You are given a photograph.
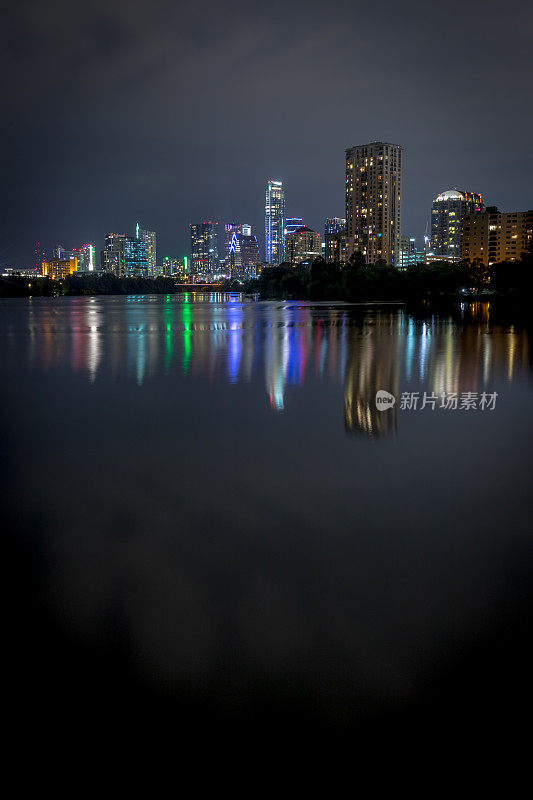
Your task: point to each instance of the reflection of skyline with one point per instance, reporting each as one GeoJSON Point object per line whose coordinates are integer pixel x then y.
{"type": "Point", "coordinates": [372, 365]}
{"type": "Point", "coordinates": [222, 339]}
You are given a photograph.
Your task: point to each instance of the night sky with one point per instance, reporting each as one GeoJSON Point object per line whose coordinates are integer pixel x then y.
{"type": "Point", "coordinates": [170, 112]}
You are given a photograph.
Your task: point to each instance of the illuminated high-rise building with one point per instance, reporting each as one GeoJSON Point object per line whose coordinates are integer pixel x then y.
{"type": "Point", "coordinates": [150, 247]}
{"type": "Point", "coordinates": [303, 246]}
{"type": "Point", "coordinates": [274, 223]}
{"type": "Point", "coordinates": [59, 268]}
{"type": "Point", "coordinates": [39, 256]}
{"type": "Point", "coordinates": [491, 236]}
{"type": "Point", "coordinates": [84, 255]}
{"type": "Point", "coordinates": [243, 253]}
{"type": "Point", "coordinates": [292, 224]}
{"type": "Point", "coordinates": [335, 239]}
{"type": "Point", "coordinates": [373, 201]}
{"type": "Point", "coordinates": [112, 257]}
{"type": "Point", "coordinates": [89, 257]}
{"type": "Point", "coordinates": [204, 248]}
{"type": "Point", "coordinates": [229, 229]}
{"type": "Point", "coordinates": [135, 263]}
{"type": "Point", "coordinates": [447, 211]}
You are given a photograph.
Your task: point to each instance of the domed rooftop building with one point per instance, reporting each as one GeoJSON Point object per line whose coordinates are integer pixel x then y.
{"type": "Point", "coordinates": [447, 212]}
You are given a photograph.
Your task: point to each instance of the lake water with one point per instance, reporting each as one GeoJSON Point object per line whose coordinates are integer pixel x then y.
{"type": "Point", "coordinates": [204, 503]}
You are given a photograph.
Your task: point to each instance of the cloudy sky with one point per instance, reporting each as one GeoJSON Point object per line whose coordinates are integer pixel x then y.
{"type": "Point", "coordinates": [170, 112]}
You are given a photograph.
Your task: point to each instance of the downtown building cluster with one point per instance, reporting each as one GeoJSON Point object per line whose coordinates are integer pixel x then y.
{"type": "Point", "coordinates": [460, 227]}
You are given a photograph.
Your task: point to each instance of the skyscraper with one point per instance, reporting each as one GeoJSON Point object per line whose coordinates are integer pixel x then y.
{"type": "Point", "coordinates": [204, 248]}
{"type": "Point", "coordinates": [243, 253]}
{"type": "Point", "coordinates": [447, 211]}
{"type": "Point", "coordinates": [303, 246]}
{"type": "Point", "coordinates": [113, 254]}
{"type": "Point", "coordinates": [373, 201]}
{"type": "Point", "coordinates": [335, 239]}
{"type": "Point", "coordinates": [292, 224]}
{"type": "Point", "coordinates": [135, 263]}
{"type": "Point", "coordinates": [491, 236]}
{"type": "Point", "coordinates": [150, 246]}
{"type": "Point", "coordinates": [274, 223]}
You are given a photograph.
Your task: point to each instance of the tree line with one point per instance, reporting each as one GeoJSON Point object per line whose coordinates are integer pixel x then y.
{"type": "Point", "coordinates": [355, 280]}
{"type": "Point", "coordinates": [352, 281]}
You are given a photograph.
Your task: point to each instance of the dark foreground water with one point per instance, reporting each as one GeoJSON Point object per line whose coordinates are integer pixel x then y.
{"type": "Point", "coordinates": [204, 508]}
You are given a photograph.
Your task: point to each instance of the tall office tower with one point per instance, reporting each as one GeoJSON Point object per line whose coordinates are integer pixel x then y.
{"type": "Point", "coordinates": [274, 223]}
{"type": "Point", "coordinates": [150, 247]}
{"type": "Point", "coordinates": [243, 253]}
{"type": "Point", "coordinates": [135, 263]}
{"type": "Point", "coordinates": [39, 256]}
{"type": "Point", "coordinates": [59, 268]}
{"type": "Point", "coordinates": [88, 252]}
{"type": "Point", "coordinates": [113, 254]}
{"type": "Point", "coordinates": [373, 201]}
{"type": "Point", "coordinates": [303, 246]}
{"type": "Point", "coordinates": [229, 229]}
{"type": "Point", "coordinates": [491, 236]}
{"type": "Point", "coordinates": [335, 239]}
{"type": "Point", "coordinates": [409, 256]}
{"type": "Point", "coordinates": [292, 224]}
{"type": "Point", "coordinates": [204, 248]}
{"type": "Point", "coordinates": [447, 211]}
{"type": "Point", "coordinates": [62, 253]}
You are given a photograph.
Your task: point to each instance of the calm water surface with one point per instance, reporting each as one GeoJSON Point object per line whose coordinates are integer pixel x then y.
{"type": "Point", "coordinates": [203, 498]}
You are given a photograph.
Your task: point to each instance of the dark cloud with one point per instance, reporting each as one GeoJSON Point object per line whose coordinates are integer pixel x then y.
{"type": "Point", "coordinates": [168, 112]}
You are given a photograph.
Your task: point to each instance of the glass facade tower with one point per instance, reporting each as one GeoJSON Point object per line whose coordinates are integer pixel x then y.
{"type": "Point", "coordinates": [274, 223]}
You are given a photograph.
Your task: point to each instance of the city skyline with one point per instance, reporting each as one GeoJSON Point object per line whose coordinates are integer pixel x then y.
{"type": "Point", "coordinates": [177, 164]}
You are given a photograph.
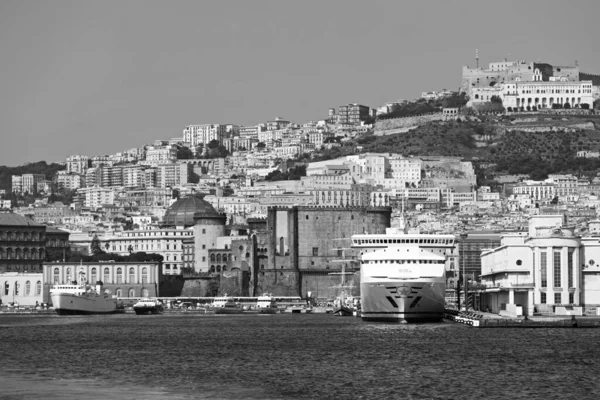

- TASK TO COMPLETE -
Your response must restate every record above exactly, with each picture omitted.

- RESULT FOR THIS TASK -
You are given a photograph.
Your task: point to each instance of the reflection of skyline with one point per instance, reporting each as one GeoJSON Point object per line whose coordinates are integer pixel x then y.
{"type": "Point", "coordinates": [372, 365]}
{"type": "Point", "coordinates": [222, 339]}
You are given a photograph.
Your task: point to each instance of the night sky with one point per instance, reporting each as one GeoJSON Point object per line whose coordinates are integer pixel x then y.
{"type": "Point", "coordinates": [170, 112]}
You are given a photograph.
Your task: point to each instance of the illuminated high-rise building with one point per instance, reporting each as one GeoJSON Point object per line whose coordinates are integer pixel x then y.
{"type": "Point", "coordinates": [150, 247]}
{"type": "Point", "coordinates": [303, 246]}
{"type": "Point", "coordinates": [274, 223]}
{"type": "Point", "coordinates": [59, 268]}
{"type": "Point", "coordinates": [39, 256]}
{"type": "Point", "coordinates": [491, 236]}
{"type": "Point", "coordinates": [84, 255]}
{"type": "Point", "coordinates": [243, 253]}
{"type": "Point", "coordinates": [292, 224]}
{"type": "Point", "coordinates": [335, 239]}
{"type": "Point", "coordinates": [373, 201]}
{"type": "Point", "coordinates": [112, 257]}
{"type": "Point", "coordinates": [89, 257]}
{"type": "Point", "coordinates": [204, 248]}
{"type": "Point", "coordinates": [229, 229]}
{"type": "Point", "coordinates": [135, 263]}
{"type": "Point", "coordinates": [447, 211]}
You are given a photograph.
Your task: point to each instance of the domed rooftop building with one point per instance, reporting each as one GeoJSON Point object per line whose coordinates are integer pixel x then y.
{"type": "Point", "coordinates": [447, 212]}
You are given a photograph.
Your task: point to each instance of the lake water with one point per instance, reporting each as one GeoJSON Point object per line whose coordinates are integer pixel x then y.
{"type": "Point", "coordinates": [204, 503]}
You are given a photograph.
Your task: point to each instance of the cloudy sky with one point per instance, reporting each as one GeoJSON Point object per line whose coordinates are integer pixel x then y.
{"type": "Point", "coordinates": [170, 112]}
You are given a photograph.
Your task: point to each instance of the downtown building cluster with one point per instance, reporting each as one GeoJSON Point object per line whose coordinates are integer pixel x then y.
{"type": "Point", "coordinates": [460, 227]}
You are given a photograph.
Your task: point to each instance of the skyscraper with one point per instance, reporting each as one GeoJSON Point object per line whose coordinates are integer pixel x then y.
{"type": "Point", "coordinates": [204, 248]}
{"type": "Point", "coordinates": [243, 253]}
{"type": "Point", "coordinates": [447, 211]}
{"type": "Point", "coordinates": [303, 246]}
{"type": "Point", "coordinates": [113, 254]}
{"type": "Point", "coordinates": [373, 201]}
{"type": "Point", "coordinates": [335, 239]}
{"type": "Point", "coordinates": [292, 224]}
{"type": "Point", "coordinates": [135, 263]}
{"type": "Point", "coordinates": [491, 236]}
{"type": "Point", "coordinates": [150, 246]}
{"type": "Point", "coordinates": [274, 223]}
You are given a photograph.
Your task: point to each instance of the tree line with one point per instance, reporting each as one GeoJSON Point object per line whose coordinates are integer pixel x then y.
{"type": "Point", "coordinates": [355, 280]}
{"type": "Point", "coordinates": [352, 281]}
You are given a photograph.
Your task: point to each instance of the dark foreground water with one point per instance, reporting each as one GeoJSON Point object per line whose coordinates are integer pixel x then y.
{"type": "Point", "coordinates": [204, 508]}
You are given a photograph.
Your task: point to each instance of the tall office tower with one point per instance, reporting each as one GeoJSON Point object per line whose coordinates are integer pixel x then y.
{"type": "Point", "coordinates": [274, 223]}
{"type": "Point", "coordinates": [150, 247]}
{"type": "Point", "coordinates": [243, 253]}
{"type": "Point", "coordinates": [135, 263]}
{"type": "Point", "coordinates": [39, 256]}
{"type": "Point", "coordinates": [59, 268]}
{"type": "Point", "coordinates": [88, 252]}
{"type": "Point", "coordinates": [113, 254]}
{"type": "Point", "coordinates": [373, 201]}
{"type": "Point", "coordinates": [303, 246]}
{"type": "Point", "coordinates": [229, 229]}
{"type": "Point", "coordinates": [491, 236]}
{"type": "Point", "coordinates": [335, 239]}
{"type": "Point", "coordinates": [409, 256]}
{"type": "Point", "coordinates": [292, 224]}
{"type": "Point", "coordinates": [204, 248]}
{"type": "Point", "coordinates": [447, 211]}
{"type": "Point", "coordinates": [62, 253]}
You are given a photograph.
Your task: point to each instance of the calm water surface with one point per instance, reporting each as one GeoJSON Point object per line whose coordinates are integer pixel x then y.
{"type": "Point", "coordinates": [203, 498]}
You are given a photograph.
Your task: point to each instance of the dark cloud with one point per instance, reporting each as one GeoJSON Point object per line whose coordinates are integer pixel x then y.
{"type": "Point", "coordinates": [168, 112]}
You are given a photograph.
Your task: point to each instance of the glass facade tower with one point per instance, reporting each as one GeoJSON Point object per line whose coordinates are integer pixel x then y.
{"type": "Point", "coordinates": [274, 223]}
You are given a photograph.
Your task: point to each instance of the city skyline with one point per instance, reporting each as one GeoJSON Point object per line whose coordinates are integer pixel x then y.
{"type": "Point", "coordinates": [177, 164]}
You are given a photograph.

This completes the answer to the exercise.